Stored entries
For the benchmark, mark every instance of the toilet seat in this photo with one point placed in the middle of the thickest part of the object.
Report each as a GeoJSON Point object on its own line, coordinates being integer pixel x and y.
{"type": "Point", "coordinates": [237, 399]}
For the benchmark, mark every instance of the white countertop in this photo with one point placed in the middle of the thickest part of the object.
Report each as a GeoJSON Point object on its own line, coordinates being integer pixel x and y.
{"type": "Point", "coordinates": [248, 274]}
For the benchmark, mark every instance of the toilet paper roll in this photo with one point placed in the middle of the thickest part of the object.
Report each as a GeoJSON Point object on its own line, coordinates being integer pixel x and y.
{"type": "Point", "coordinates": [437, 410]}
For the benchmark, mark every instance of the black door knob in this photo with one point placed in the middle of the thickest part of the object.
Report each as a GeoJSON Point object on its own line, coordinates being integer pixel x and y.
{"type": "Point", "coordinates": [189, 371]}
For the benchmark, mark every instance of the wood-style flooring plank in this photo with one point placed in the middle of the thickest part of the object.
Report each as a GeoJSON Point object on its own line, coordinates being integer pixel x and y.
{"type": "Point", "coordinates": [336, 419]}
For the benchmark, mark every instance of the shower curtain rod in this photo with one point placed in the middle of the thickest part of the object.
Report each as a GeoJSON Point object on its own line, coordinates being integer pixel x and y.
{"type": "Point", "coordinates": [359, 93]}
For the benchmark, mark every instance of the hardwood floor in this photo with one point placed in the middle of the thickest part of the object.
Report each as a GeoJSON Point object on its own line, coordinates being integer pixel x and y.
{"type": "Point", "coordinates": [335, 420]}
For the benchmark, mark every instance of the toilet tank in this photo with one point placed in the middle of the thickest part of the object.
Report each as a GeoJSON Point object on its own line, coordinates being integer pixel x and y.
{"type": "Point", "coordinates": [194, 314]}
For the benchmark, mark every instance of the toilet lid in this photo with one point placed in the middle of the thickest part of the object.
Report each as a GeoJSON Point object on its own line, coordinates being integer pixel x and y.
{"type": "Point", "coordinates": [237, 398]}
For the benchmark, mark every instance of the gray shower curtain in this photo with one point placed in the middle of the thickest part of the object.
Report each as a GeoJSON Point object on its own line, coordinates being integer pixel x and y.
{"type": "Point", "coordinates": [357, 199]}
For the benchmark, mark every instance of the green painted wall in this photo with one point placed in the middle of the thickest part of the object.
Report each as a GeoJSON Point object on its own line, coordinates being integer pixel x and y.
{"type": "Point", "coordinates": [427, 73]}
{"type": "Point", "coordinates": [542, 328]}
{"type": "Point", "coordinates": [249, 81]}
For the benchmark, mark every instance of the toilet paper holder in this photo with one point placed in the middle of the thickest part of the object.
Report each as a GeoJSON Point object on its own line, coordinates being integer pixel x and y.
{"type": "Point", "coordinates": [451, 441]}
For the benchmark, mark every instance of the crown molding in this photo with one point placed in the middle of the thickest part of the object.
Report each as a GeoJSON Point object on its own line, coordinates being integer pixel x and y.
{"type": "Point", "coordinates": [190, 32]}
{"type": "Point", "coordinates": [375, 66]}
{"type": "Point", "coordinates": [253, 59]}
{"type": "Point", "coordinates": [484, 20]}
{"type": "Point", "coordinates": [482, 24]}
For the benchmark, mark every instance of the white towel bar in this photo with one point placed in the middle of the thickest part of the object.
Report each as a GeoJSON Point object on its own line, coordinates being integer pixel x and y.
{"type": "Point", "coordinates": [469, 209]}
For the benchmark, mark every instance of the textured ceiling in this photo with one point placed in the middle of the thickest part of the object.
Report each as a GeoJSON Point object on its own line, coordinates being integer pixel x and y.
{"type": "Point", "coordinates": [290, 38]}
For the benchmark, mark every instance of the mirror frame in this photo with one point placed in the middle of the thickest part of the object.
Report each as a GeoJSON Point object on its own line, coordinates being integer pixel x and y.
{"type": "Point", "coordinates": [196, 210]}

(WHAT IS REQUIRED):
Repeat all the records. Match each line exactly.

(RESULT OF THIS TASK):
For the benchmark, mark every instance of the toilet seat in this photo with one point placed in the middle of the thickest part of the object.
Report each as a GeoJSON Point object on its own line, coordinates being integer pixel x and y.
{"type": "Point", "coordinates": [237, 399]}
For the benchmark, mark every instance of the white countertop in this photo with one point placed in the middle of the thickest part of the object.
Report each as a GeoJSON Point object on its own line, coordinates being integer pixel x and y.
{"type": "Point", "coordinates": [248, 274]}
For the benchmark, mark every instance of the toilet paper roll in this photo with one point placed in the middle of the thickest part of the object.
Report each as a GeoJSON Point object on its own line, coordinates being integer pixel x and y.
{"type": "Point", "coordinates": [437, 410]}
For the benchmark, mark every instance of the black door knob in this photo with one point placed in the middle of the thickest part of the object.
Report each as a GeoJSON Point object on its own line, coordinates being integer pixel x and y.
{"type": "Point", "coordinates": [189, 371]}
For the benchmark, mark every instance of the wood-style flooring plank in this photo with one point placed in the middle of the thickest part of the object.
Report each as a GeoJSON Point object on its own line, coordinates being integer pixel x and y.
{"type": "Point", "coordinates": [336, 419]}
For the benchmark, mark every instance of the shower curtain rod in this photo with one point placed in the middle of the thickest part of the object.
Report each as a GeoJSON Point object on its own line, coordinates being integer pixel x and y.
{"type": "Point", "coordinates": [359, 93]}
For the benchmark, mark every instance of the hardwood floor in this photo with one point placed in the middle of the thickest part of the object.
Report each as a GeoJSON Point object on its own line, coordinates being integer pixel x and y.
{"type": "Point", "coordinates": [335, 420]}
For the benchmark, mark every instance of the toilet tank in this photo with one point placed in the middle of the thickest part of the object.
Report each as a GeoJSON Point object on its own line, coordinates being integer pixel x and y.
{"type": "Point", "coordinates": [194, 314]}
For the benchmark, mark every instance of the toilet lid in this photo with one point placed in the middle of the thickest part of the object.
Report each as a GeoJSON Point object on its own line, coordinates being integer pixel x and y.
{"type": "Point", "coordinates": [237, 398]}
For the benchmark, mark every instance of the gray shower curtain in this photo with one point placed in the middle of the thickest part of the object.
Report each as a GeoJSON Point object on its own line, coordinates being integer pixel x and y.
{"type": "Point", "coordinates": [357, 199]}
For the benchmark, mark every instance of the green painted wall in this photo with one point placed in the middle of the thickest part of the object.
Report each as a GeoJSON Point object on its own line, coordinates being integer pixel x and y.
{"type": "Point", "coordinates": [427, 73]}
{"type": "Point", "coordinates": [542, 328]}
{"type": "Point", "coordinates": [249, 81]}
For the benchmark, mark every instance of the toilet paper holder in this photo with one point placed in the middle of the thickest part of the object.
Report each as a GeoJSON Point object on its own line, coordinates being integer pixel x and y.
{"type": "Point", "coordinates": [451, 441]}
For the benchmark, mark every instance of the crown molding in this photo with one point placed in the middle of the thickest part of the object.
Report each as a GeoJSON Point object on its own line, coordinates being integer pixel x and y.
{"type": "Point", "coordinates": [190, 32]}
{"type": "Point", "coordinates": [375, 66]}
{"type": "Point", "coordinates": [253, 59]}
{"type": "Point", "coordinates": [484, 20]}
{"type": "Point", "coordinates": [482, 24]}
For the benchmark, mark every instance of the white towel bar in this photo with one point placed in the middle of the thickest part of the object.
Report each as a GeoJSON Point object on its own line, coordinates being integer pixel x and y.
{"type": "Point", "coordinates": [469, 209]}
For the benchmark, mark every instance of the textured ceiling in this photo with one point placed in the middle of the thickest part of the object.
Report each as a GeoJSON Point object on its own line, coordinates being integer pixel x and y.
{"type": "Point", "coordinates": [290, 38]}
For the benchmark, mark every instance of the mirror frame in this photo with one point placed in the middle of the thickest part of the object.
Report each as a GeoJSON Point object on its own line, coordinates being integer pixel x and y.
{"type": "Point", "coordinates": [196, 210]}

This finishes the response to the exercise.